_Do this_: Beginning at the line that contains "Note to the class: find the chain-link" and continuing through the end of the lines, write all of those lines out again, adjusting every coordinate in the answers by -122.

[Items from a data source]
——
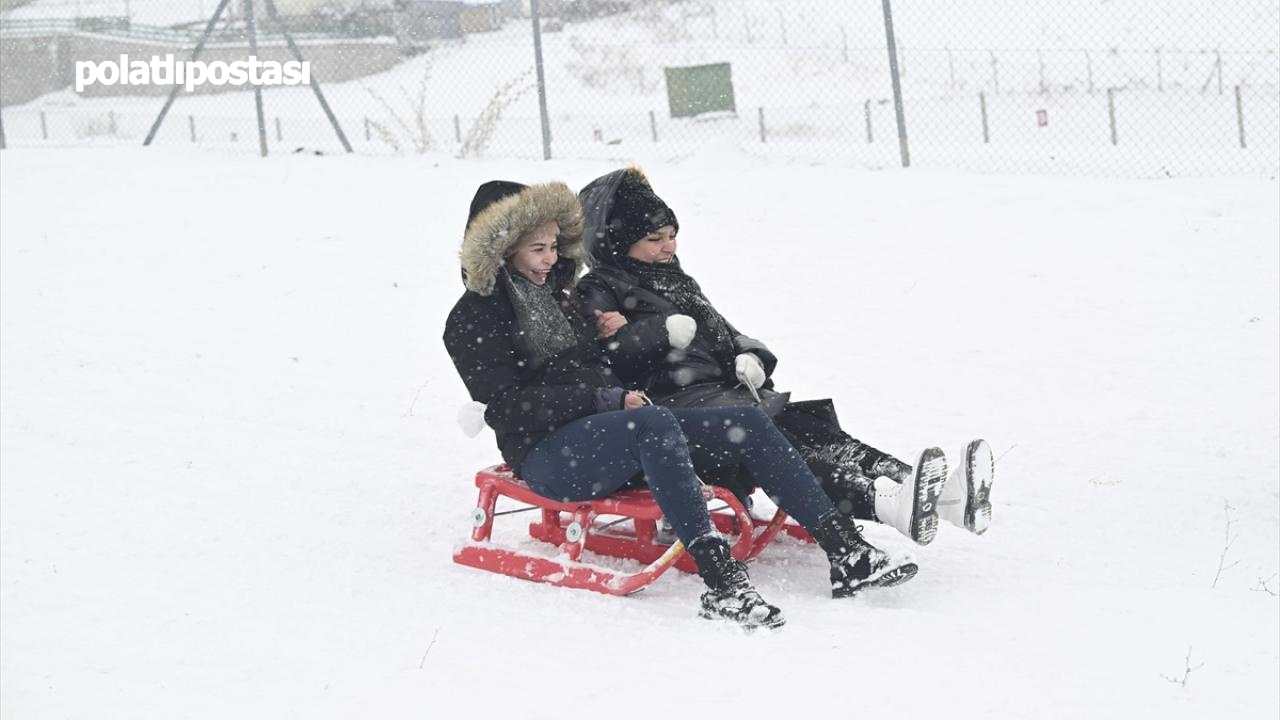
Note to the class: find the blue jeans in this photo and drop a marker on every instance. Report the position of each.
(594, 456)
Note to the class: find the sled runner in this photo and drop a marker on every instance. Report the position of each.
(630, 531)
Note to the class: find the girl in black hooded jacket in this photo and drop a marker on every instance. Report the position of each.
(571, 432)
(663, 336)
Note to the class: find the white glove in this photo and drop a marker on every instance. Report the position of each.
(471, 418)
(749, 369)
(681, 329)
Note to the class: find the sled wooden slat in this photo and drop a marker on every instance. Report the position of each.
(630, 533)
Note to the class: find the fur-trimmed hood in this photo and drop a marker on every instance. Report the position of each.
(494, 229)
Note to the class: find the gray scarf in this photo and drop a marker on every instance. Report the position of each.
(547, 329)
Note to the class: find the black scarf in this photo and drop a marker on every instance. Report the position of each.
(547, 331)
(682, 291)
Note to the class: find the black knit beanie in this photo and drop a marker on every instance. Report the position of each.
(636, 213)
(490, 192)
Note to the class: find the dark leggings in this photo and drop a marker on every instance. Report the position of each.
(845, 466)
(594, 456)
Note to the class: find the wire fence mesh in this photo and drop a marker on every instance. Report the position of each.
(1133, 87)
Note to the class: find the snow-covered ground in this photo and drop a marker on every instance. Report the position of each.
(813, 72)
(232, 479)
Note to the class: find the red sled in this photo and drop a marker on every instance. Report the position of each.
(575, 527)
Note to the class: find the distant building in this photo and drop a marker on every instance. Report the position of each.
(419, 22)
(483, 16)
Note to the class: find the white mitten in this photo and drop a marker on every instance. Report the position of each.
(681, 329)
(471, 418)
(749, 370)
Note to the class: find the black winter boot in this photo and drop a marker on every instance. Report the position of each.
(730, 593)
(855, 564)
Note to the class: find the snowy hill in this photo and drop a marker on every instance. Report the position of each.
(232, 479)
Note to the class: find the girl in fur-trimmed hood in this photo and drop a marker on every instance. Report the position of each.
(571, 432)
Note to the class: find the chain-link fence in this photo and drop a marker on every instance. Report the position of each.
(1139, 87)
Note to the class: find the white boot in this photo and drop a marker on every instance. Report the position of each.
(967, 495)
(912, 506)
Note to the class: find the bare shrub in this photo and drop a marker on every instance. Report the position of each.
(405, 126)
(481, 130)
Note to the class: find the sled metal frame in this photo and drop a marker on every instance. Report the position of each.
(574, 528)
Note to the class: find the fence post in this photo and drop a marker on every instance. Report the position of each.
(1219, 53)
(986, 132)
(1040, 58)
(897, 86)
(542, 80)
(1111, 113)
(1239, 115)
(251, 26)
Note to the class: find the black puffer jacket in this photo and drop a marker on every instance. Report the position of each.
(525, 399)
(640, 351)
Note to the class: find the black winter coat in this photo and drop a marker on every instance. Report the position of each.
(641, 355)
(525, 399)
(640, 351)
——
_Result below_:
Note to the class: find the chain-link fence in this photo and drop a marker on every instance. Report the position of each.
(1017, -35)
Note to the class: find the white boot in this photo and drop a marker on every instance. Report the position of each.
(845, 373)
(790, 384)
Note to the class: find the bare shrub in this photo and drop a marker on every instance. Report the position of each.
(283, 4)
(359, 8)
Note to the class: find the sled metal frame in this photo and drop a marker on every instance. Report the position of each.
(452, 406)
Note to the class: find the fence post in this photo and drop a marker on every instance. Report the position of each.
(1097, -69)
(864, 10)
(918, -64)
(775, -36)
(420, -42)
(989, -9)
(1117, -7)
(129, -96)
Note to the class: find the black puffer jacket in this photo and drop a marker on every instance. Report the position of each.
(403, 277)
(518, 229)
Note to the class: find the black winter coat in this photo and drop a marker on every instance. Report the position of each.
(519, 233)
(403, 277)
(518, 229)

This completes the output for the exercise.